PROBLEMS:
- A) For the text about the agreements between Green Power and the Huayang Companies, decide whether each statement below agrees with it. Answer yes or no for each, and quote the deciding words of the text. (i) The operating agreement runs for ten years from October 12, 2007. (ii) Under the equity pledge agreement, the Huayang Companies Shareholders may dispose of the pledged equity interests. (iii) Green Power has the right to appoint senior executives of the Huayang Companies.
- B) Write the next part of the text about the agreements between Green Power and the Huayang Companies, beginning after its final sentence.

ARTICLE:
Operating Agreement. Pursuant to the operating agreement among Green Power, the Huayang Companies and all shareholders of the Huayang Companies (collectively the “Huayang Companies Shareholders”), Green Power provides guidance and instructions on the Huayang Companies’ daily operations, financial management and employment issues. The Huayang Companies Shareholders must designate the candidates recommended by Green Power as their representatives on the boards of directors of each of the Huayang Companies. Green Power has the right to appoint senior executives of the Huayang Companies. In addition, Green Power agrees to guarantee the Huayang Companies’ performance under any agreements or arrangements relating to the Huayang Companies’ business arrangements with any third party. The Huayang Companies, in return, agrees to pledge their accounts receivable and all of their assets to Green Power. Moreover, the Huayang Companies agrees that without the prior consent of Green Power, the Huayang Companies will not engage in any transactions that could materially affect their respective assets, liabilities, rights or operations, including, without limitation, incurrence or assumption of any indebtedness, sale or purchase of any assets or rights, incurrence of any encumbrance on any of their assets or intellectual property rights in favor of a third party or transfer of any agreements relating to their business operation to any third party. The term of this agreement is ten (10) years from October 12, 2007 and may be extended only upon Green Power’s written confirmation prior to the expiration of the this agreement, with the extended term to be mutually agreed upon by the parties.

Equity Pledge Agreement. Under the equity pledge agreement between the Huayang Companies Shareholders and Green Power, the Huayang Companies Shareholders pledged all of their equity interests in the Huayang Companies to Green Power to guarantee the Huayang Companies’ performance of their obligations under the consulting services agreement. If the Huayang Companies or the Huayang Companies Shareholders breaches their respective contractual obligations, Green Power, as pledgee, will be entitled to certain rights, including the right to sell the pledged equity interests. the Huayang Companies Shareholders also agreed that upon occurrence of any event of default, Green Power shall be granted an exclusive, irrevocable power of attorney to take actions in the place and stead of the Huayang Companies Shareholders to carry out the security provisions of the equity pledge agreement and take any action and execute any instrument that Green Power may deem necessary or advisable to accomplish the purposes of the equity pledge agreement. The Huayang Companies Shareholders agreed not to dispose of the pledged equity interests or take any actions that would prejudice Green Power’s interest. The equity pledge agreement will expire two (2) years after the Huayang Companies’ obligations under the consulting services agreements have been fulfilled.

SOURCE DATA:
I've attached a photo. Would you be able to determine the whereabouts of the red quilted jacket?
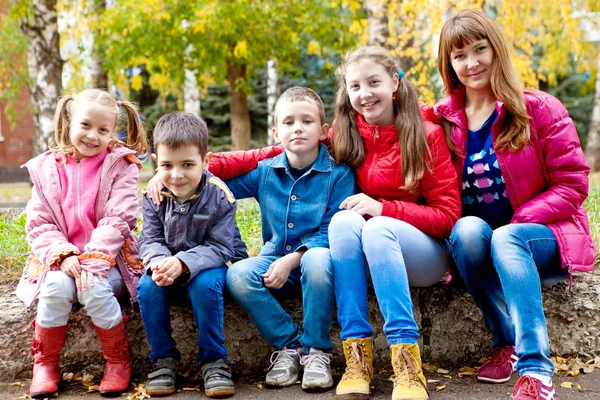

EXPECTED RESPONSES:
- A)
(i) Yes: "The term of this agreement is ten (10) years from October 12, 2007."
(ii) No: "The Huayang Companies Shareholders agreed not to dispose of the pledged equity interests."
(iii) Yes: "Green Power has the right to appoint senior executives of the Huayang Companies."

- B)
6


CHINA WIND SYSTEMS, INC. AND SUBSIDIARIES
NOTES TO UNAUDITED CONSOLIDATED FINANCIAL STATEMENTS
June 30, 2008
 
 NOTE 1 - ORGANIZATION AND SUMMARY OF SIGNIFICANT ACCOUNTING POLICIES (continued)

Option Agreement.  Under the option agreement between the Huayang Companies Shareholders and Green Power, the Huayang Companies Shareholders irrevocably granted Green Power or its designated person an exclusive option to purchase, to the extent permitted under PRC law, all or part of the equity interests in the Huayang Companies for the cost of the initial contributions to the registered capital or the minimum amount of consideration permitted by applicable PRC law. Green Power or its designated person has sole discretion to decide when to exercise the option, whether in part or in full. The term of this agreement is ten (10) years from October 12, 2007 and may be extended prior to its expiration by written agreement of the parties.

The accounts of the Huayang Companies are consolidated in the accompanying financial statements pursuant to Financial Accounting Standards Board Interpretation No. 46 (Revised), “Consolidation of Variable Interest Entities - an Interpretation of ARB No. 51”. As a VIE, the Huayang Companies sales are included in the Company’s total sales, its income from operations is consolidated with the Company’s, and the Company’s net income includes all of the Huayang Companies net income. The Company does not have any non-controlling interest and accordingly, did not subtract any net income in calculating the net income attributable to the Company. Because of the contractual arrangements, the Company had a pecuniary interest in the Huayang Companies that require consolidation of the Company’s and the Huayang Companies financial statements.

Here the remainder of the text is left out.